■ Aim of the task
Report how many lines in the data below contain the string "cluster". Matching is case-sensitive, and the reply should be the number alone.

■ Available records
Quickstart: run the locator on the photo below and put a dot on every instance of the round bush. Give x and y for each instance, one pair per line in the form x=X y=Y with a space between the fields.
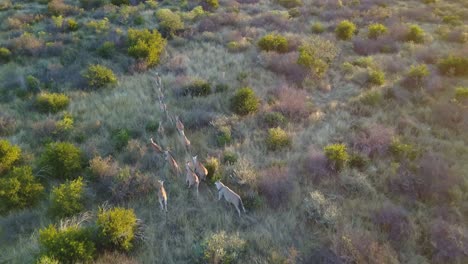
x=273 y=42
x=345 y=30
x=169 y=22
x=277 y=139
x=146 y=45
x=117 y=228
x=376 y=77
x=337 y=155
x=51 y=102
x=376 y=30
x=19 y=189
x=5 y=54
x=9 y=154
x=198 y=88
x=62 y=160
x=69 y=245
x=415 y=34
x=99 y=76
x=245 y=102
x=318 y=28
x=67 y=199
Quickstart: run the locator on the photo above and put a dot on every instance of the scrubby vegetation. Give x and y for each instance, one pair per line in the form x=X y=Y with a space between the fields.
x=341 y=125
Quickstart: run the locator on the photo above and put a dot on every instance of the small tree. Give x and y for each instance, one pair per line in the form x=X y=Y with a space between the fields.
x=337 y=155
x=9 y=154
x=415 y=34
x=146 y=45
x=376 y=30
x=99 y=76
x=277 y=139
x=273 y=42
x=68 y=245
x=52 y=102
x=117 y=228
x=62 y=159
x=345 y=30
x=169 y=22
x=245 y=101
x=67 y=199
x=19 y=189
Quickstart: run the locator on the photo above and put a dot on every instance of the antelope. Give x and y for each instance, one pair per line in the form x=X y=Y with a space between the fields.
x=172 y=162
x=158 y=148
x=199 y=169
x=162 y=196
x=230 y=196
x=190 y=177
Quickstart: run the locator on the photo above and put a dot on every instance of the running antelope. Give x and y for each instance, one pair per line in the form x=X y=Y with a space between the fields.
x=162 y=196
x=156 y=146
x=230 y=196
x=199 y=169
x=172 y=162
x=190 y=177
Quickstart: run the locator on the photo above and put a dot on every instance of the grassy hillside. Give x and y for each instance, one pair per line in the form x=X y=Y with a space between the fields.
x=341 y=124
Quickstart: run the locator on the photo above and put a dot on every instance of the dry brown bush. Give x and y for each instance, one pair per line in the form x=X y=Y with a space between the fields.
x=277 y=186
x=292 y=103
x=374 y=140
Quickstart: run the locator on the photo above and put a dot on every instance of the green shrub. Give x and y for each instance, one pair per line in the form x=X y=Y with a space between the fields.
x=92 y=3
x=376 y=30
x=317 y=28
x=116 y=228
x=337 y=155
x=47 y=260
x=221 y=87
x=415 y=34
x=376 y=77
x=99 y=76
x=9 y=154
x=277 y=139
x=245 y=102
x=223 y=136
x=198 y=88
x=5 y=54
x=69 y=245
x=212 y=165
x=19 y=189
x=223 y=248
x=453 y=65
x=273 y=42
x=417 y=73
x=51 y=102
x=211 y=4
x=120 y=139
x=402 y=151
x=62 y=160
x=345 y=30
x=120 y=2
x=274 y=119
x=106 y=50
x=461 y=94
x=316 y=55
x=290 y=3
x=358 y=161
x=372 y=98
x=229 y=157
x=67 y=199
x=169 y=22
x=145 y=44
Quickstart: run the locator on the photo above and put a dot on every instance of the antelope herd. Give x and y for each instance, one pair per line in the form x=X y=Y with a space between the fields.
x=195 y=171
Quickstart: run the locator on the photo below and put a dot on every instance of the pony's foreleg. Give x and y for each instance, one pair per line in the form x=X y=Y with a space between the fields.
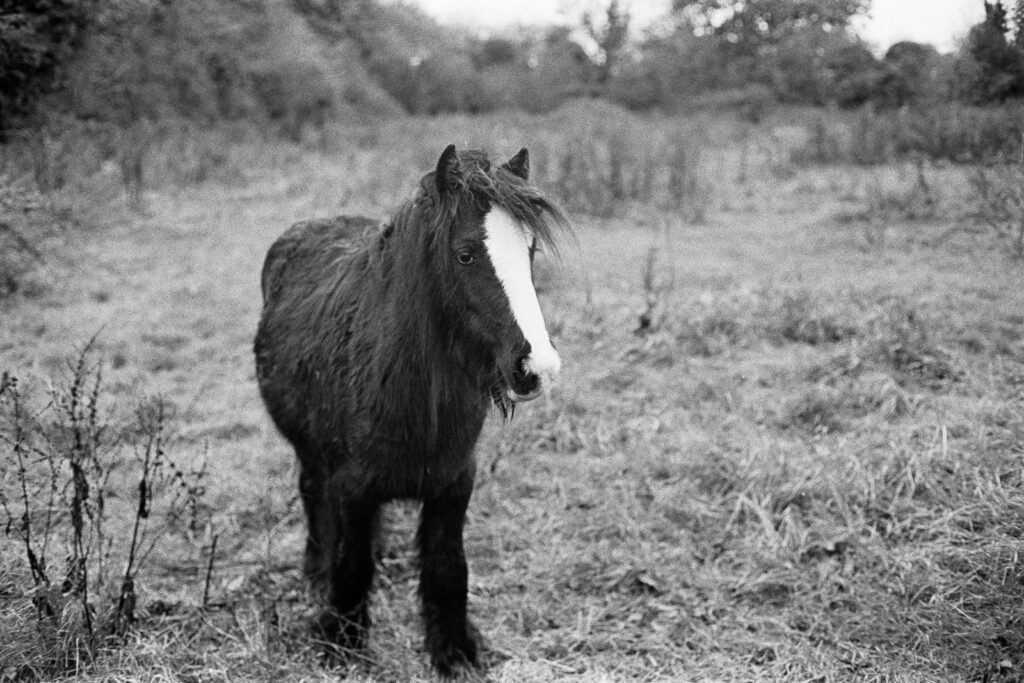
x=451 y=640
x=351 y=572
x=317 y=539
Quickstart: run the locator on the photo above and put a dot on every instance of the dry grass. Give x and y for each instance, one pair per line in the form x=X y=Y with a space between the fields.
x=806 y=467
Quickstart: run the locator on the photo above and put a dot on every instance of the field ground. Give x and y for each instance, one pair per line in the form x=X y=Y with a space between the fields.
==
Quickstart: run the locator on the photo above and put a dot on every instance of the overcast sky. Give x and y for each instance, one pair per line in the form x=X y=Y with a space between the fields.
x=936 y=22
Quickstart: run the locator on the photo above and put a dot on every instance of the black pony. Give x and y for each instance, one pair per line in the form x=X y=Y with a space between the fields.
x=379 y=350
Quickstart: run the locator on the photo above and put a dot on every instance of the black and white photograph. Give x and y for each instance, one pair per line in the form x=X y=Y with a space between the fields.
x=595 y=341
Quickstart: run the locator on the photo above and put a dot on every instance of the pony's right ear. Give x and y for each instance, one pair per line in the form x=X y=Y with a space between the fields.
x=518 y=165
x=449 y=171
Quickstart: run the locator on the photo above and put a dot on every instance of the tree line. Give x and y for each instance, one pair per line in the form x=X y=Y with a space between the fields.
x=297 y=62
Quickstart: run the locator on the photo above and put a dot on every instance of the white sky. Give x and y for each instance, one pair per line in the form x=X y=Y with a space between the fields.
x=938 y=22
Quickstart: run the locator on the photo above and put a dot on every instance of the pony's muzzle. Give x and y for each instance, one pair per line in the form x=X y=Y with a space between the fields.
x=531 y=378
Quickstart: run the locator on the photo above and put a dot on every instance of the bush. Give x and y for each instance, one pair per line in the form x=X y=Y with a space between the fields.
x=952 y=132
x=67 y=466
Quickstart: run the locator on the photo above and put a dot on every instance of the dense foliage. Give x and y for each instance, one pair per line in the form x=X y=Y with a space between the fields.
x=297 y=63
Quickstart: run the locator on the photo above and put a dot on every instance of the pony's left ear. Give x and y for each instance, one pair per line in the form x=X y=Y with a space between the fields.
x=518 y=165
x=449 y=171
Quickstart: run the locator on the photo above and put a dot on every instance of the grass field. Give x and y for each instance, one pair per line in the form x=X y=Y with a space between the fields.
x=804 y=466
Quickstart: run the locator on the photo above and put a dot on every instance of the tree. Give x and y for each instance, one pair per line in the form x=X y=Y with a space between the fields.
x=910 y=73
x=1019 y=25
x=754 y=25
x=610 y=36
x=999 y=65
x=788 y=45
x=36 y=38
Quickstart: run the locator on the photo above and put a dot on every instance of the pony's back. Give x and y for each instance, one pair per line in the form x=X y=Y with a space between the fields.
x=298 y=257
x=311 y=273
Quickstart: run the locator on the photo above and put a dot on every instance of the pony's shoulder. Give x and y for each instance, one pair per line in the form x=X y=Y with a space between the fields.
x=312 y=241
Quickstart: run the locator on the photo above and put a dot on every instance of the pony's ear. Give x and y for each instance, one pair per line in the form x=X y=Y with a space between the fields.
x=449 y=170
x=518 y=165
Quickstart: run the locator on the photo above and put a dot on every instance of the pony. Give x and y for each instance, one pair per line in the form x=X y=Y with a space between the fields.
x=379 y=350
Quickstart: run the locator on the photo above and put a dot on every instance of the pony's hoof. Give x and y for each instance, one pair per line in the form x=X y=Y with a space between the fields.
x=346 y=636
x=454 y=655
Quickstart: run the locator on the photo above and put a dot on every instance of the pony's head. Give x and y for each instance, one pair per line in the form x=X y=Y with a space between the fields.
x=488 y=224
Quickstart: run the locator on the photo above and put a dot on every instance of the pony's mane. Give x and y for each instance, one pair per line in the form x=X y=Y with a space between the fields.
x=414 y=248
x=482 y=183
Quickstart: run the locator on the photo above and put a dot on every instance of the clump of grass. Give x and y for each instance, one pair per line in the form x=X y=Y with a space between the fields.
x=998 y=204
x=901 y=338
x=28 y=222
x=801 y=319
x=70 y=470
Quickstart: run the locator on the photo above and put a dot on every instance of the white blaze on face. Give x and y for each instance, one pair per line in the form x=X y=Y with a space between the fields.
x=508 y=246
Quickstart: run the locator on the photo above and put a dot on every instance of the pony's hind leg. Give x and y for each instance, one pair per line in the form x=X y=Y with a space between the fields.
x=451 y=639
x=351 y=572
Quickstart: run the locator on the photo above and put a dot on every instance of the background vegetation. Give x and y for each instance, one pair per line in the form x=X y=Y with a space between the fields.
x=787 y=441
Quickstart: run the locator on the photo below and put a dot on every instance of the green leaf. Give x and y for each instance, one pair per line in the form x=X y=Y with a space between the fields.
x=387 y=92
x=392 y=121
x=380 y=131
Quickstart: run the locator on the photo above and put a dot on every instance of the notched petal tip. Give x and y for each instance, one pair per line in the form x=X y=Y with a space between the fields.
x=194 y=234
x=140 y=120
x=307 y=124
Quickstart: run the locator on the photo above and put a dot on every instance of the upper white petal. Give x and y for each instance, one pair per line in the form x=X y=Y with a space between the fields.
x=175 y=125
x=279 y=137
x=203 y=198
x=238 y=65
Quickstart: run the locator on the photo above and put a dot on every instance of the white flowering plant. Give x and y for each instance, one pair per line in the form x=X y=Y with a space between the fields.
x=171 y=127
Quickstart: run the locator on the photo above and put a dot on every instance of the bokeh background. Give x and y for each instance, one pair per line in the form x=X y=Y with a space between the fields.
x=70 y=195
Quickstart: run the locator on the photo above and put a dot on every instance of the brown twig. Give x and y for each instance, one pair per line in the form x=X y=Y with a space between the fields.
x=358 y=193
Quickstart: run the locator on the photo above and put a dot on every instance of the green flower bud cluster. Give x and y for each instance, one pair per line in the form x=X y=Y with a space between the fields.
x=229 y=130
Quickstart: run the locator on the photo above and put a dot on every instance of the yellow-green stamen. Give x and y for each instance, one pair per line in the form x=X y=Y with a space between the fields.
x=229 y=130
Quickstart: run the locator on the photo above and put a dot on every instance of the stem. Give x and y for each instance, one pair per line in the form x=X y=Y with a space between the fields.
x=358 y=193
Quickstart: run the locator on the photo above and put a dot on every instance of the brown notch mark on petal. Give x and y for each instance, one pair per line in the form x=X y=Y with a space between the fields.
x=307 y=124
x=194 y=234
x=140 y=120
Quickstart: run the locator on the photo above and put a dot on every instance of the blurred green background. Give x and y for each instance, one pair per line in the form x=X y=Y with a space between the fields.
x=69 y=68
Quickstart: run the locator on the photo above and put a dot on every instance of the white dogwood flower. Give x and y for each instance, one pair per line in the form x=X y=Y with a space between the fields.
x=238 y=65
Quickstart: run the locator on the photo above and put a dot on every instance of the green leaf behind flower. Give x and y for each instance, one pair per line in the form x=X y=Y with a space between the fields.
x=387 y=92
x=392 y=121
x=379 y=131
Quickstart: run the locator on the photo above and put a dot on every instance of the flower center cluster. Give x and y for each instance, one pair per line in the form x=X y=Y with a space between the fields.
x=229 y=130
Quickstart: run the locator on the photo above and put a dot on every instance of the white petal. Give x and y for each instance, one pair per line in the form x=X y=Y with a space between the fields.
---
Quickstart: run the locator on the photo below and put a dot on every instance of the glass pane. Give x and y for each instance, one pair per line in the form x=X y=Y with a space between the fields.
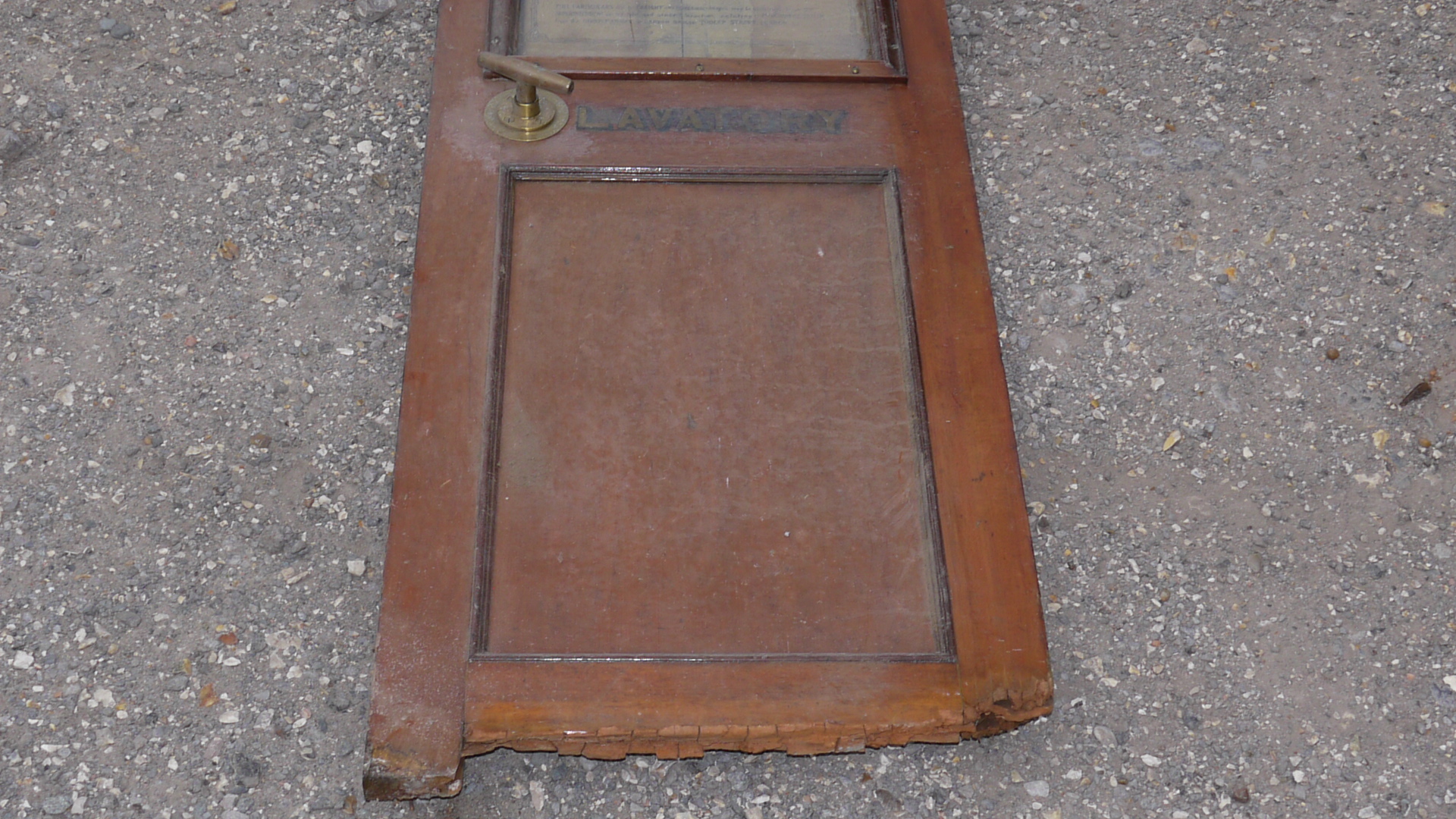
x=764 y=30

■ Result below
2